* _Compito assegnato_
Riporta parola per parola il passo del testo su Costituzione e sicurezza che comincia con "Si tratta di" e prosegue fino a "fino in fondo.".

* _Testo del documento_

◆ ◆ ◆ ◆ ◆ ◆ ◆

COSTITUZIONE E SICUREZZA
COSTITUZIONE E SICUREZZA di Franco Astengo
“Con
l'approvazione del decreto sicurezza si stravolge di fatto la costituzione e l'Italia
entra nell'incubo dell'apartheid giuridico. È davvero incredibile che sia
accaduto un fatto simile, che sia stato sferrato un colpo così pesante al
diritto di asilo, all'accoglienza, all'integrazione". Lo dice Carla Nespolo, presidente nazionale dell'Anpi.”
Con questa dichiarazione di Carla Nespolo l’ANPI si
pone ancora una volta come barriera in difesa della Costituzione Repubblicana.
Si tratta di un intervento molto importante che apre
sicuramente una stagione di battaglia politica dopo che, nei due anni che sono
intercorsi dall’esito del referendum del 4 dicembre 2016, sono apparsi sotto
traccia due punti fondamentali:
a)
La prospettiva di un attacco diretto alla
prima parte della Costituzione, quella riguardante i diritti e i doveri dei
cittadini. Quest’attacco era stato annunciato da più parti, in particolare a
partire dal momento in cui la Lega aveva assunto posizioni di governo. Adesso
questa possibilità si concretizza ed è necessario farvi i conti fino in fondo.
Fermo restando che anche la deformazione della seconda parte, prevista dal
progetto del PD respinto proprio dal referendum già citato, toccando l’ordinamento
dello Stato inficiava il rispetto di
articoli fondamentali della prima parte, in particolare all’articolo 3;
b)

◆ ◆ ◆ ◆ ◆ ◆ ◆

* _Dati estratti_

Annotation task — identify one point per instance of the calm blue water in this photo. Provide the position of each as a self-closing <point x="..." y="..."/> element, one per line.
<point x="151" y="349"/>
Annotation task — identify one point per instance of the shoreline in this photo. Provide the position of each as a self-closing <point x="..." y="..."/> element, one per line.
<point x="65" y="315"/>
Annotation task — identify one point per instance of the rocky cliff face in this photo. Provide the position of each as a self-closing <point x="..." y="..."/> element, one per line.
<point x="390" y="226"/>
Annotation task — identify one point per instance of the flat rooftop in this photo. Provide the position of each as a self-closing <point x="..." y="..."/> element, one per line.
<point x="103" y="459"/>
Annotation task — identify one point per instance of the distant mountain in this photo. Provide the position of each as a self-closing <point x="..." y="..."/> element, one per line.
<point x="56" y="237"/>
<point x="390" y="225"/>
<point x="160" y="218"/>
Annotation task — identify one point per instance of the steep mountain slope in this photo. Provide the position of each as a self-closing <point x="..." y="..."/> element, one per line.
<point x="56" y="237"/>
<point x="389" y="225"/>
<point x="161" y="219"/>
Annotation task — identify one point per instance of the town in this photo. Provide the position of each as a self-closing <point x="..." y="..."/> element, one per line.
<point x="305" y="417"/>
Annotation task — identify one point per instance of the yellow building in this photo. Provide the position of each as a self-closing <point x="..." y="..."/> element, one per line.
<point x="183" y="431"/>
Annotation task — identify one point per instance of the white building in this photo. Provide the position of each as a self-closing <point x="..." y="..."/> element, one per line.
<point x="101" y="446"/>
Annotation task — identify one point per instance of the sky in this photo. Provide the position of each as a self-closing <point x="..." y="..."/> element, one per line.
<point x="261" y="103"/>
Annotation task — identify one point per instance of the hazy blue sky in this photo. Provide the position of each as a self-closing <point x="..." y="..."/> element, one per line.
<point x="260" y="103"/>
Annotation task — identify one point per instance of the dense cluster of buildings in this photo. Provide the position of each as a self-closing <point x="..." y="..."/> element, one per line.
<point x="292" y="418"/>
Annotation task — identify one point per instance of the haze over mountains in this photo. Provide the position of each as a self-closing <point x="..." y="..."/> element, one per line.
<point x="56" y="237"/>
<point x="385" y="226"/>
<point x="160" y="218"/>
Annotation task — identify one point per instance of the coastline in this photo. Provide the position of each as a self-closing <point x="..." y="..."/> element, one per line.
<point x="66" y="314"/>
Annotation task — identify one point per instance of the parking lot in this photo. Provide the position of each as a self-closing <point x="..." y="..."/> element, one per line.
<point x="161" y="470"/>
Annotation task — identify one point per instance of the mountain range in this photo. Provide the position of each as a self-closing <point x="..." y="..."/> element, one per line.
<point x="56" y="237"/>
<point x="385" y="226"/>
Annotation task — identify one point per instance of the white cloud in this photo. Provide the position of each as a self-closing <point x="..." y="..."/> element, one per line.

◆ ◆ ◆ ◆ ◆ ◆ ◆

* _Risultato del compito_
Si tratta di un intervento molto importante che apre
sicuramente una stagione di battaglia politica dopo che, nei due anni che sono
intercorsi dall’esito del referendum del 4 dicembre 2016, sono apparsi sotto
traccia due punti fondamentali:
a)
La prospettiva di un attacco diretto alla
prima parte della Costituzione, quella riguardante i diritti e i doveri dei
cittadini. Quest’attacco era stato annunciato da più parti, in particolare a
partire dal momento in cui la Lega aveva assunto posizioni di governo. Adesso
questa possibilità si concretizza ed è necessario farvi i conti fino in fondo.